• TASK 1: List the mango varieties included in the first commercial shipment described in the mango export article below.
• TASK 2: In the mango export article below, copy out the text from "The first commercial" up to and including "Officer Thaddeus Peters.".
• TASK 3:
Answer these questions using the mango export article below.
(a) On what day was the first commercial batch shipped?
(b) What position does Thaddeus Peters hold?
(c) What position does Evan Alexander hold?

== EXTRACTED TEXT

Grenada has resumed the exportation of fresh mangoes to the United States, following the lifting of an almost twenty-year ban imposed by the United States Department of Agriculture’s (USDA) and the Animal and Plant Health Inspection Service (APHIS).
The first commercial batch in almost two decades was shipped on Wednesday (May 3) by well-known trafficker Patrick ‘Carlo’ King. The shipment comprised three varieties of mangoes – St Julian/ Julie, Ceylon and Graham.
“We have not found any weevils or larvae and it is safe to say that the shipment is safe for the market,” said Pest Management Officer Thaddeus Peters.
Peters was part of a two-person pest management unit team that assisted King with visual and internal pest evaluations, particularly for mango-seed weevils and fruit flies.
The resumption of commercial exportation comes almost a year after the launch of the USDA- APHIS “Don’t Pack a Pest” program, which promoted awareness among intra-regional and international travellers about the risks that they take in packing and carrying agricultural items as they move towards the United States and the Caribbean.
Peters said while the move is significant for farmers and traffickers in Grenada to improve their foreign exchange earnings and livelihoods, the lifting of the ban only applies to commercial shipments.
“It is important for the public to know that passengers cannot travel with mangoes to the United States. They are being reminded that only commercial traffickers who were issued with official clearance from the unit and have made the agreements with a facility in the United States to have it treated before it goes to the market, will be qualified to do so,” Peters emphasised.
He also noted that the Pest Management Unit examines trafficker-identified fields before export.
Evan Alexander, Plant Quarantine Officer, said field trips in the parish “assessed fruits in various areas and recommended the areas where no larvae or pupae were found or signs of the Mango-seed weevil to the trafficker”.
The Ministry of Agriculture and Lands, Fisheries and Cooperatives, through the Pest Management Unit, safeguards the agriculture industry from the impacts of pests and diseases which can affect food supply, natural resources, ecosystems, and many other aspects of day-to- day life.

====
== SUPPLIED RECORDS

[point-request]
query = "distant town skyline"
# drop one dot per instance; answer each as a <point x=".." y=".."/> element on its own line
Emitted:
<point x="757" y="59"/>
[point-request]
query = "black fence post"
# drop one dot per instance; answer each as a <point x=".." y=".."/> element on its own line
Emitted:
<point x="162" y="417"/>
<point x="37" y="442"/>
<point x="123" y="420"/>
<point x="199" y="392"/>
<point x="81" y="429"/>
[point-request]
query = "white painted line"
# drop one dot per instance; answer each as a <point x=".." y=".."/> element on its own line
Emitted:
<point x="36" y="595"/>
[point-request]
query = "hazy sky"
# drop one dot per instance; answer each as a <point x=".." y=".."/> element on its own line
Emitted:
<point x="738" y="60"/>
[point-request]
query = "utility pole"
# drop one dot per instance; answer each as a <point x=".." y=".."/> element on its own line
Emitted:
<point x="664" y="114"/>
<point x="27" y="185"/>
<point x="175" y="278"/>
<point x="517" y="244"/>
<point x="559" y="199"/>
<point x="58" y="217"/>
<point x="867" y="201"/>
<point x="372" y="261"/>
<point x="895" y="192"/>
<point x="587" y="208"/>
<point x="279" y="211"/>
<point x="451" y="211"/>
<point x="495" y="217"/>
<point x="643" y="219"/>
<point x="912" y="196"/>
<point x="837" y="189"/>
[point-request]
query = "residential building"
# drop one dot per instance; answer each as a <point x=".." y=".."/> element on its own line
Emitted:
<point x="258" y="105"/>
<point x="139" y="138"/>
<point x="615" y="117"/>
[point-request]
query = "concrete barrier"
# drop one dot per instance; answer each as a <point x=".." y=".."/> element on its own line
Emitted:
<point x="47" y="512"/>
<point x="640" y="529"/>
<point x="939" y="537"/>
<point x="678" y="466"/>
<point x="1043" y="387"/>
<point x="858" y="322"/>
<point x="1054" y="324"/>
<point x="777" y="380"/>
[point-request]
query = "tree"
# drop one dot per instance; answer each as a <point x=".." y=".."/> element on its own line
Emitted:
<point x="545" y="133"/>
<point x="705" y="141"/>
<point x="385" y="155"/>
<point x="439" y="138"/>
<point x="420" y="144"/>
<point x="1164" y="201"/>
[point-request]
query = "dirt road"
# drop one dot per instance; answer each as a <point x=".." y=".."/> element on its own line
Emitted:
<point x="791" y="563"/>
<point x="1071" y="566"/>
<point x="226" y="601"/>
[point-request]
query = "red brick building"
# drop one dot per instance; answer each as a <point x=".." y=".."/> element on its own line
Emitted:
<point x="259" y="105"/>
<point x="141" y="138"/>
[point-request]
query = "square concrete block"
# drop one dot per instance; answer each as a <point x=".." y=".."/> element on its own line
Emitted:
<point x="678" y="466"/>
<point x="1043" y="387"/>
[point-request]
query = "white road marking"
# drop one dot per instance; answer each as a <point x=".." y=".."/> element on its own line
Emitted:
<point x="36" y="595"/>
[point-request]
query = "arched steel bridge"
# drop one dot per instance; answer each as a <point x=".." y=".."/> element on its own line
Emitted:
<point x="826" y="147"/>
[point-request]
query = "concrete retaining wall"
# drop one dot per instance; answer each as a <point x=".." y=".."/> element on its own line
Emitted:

====

• RESPONSE AREA 1: St Julian/Julie, Ceylon, Graham

• RESPONSE AREA 2:
The first commercial batch in almost two decades was shipped on Wednesday (May 3) by well-known trafficker Patrick ‘Carlo’ King. The shipment comprised three varieties of mangoes – St Julian/ Julie, Ceylon and Graham.
“We have not found any weevils or larvae and it is safe to say that the shipment is safe for the market,” said Pest Management Officer Thaddeus Peters.

• RESPONSE AREA 3:
(a) Wednesday (May 3)
(b) Pest Management Officer
(c) Plant Quarantine Officer